- Exercise instructions
How many rows below contain the string "plastic"? Case counts, so reply with the number alone.

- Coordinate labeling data
_ _ _ _ _
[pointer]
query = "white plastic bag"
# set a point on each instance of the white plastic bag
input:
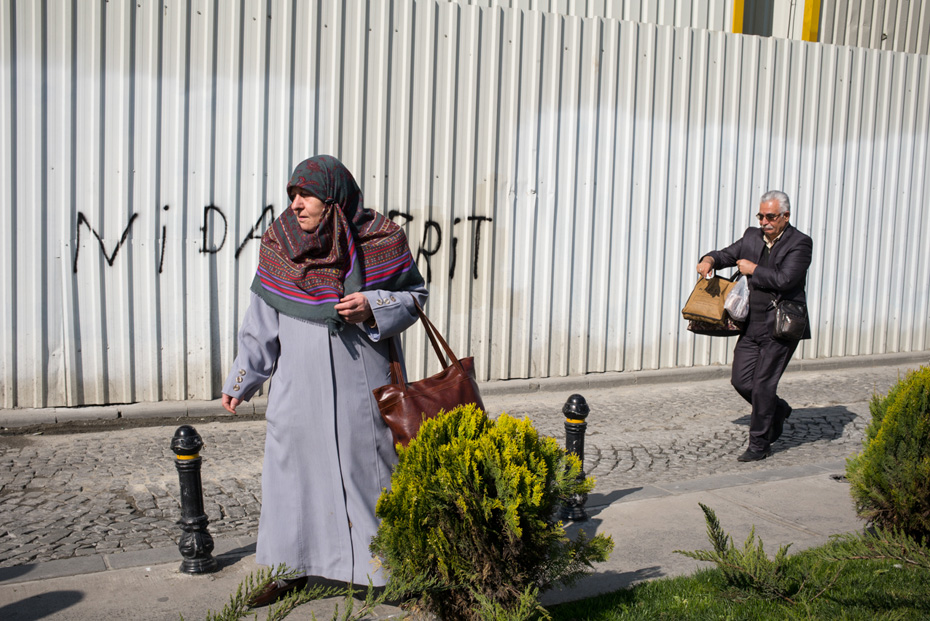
(737, 302)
_ _ _ _ _
- Answer below
2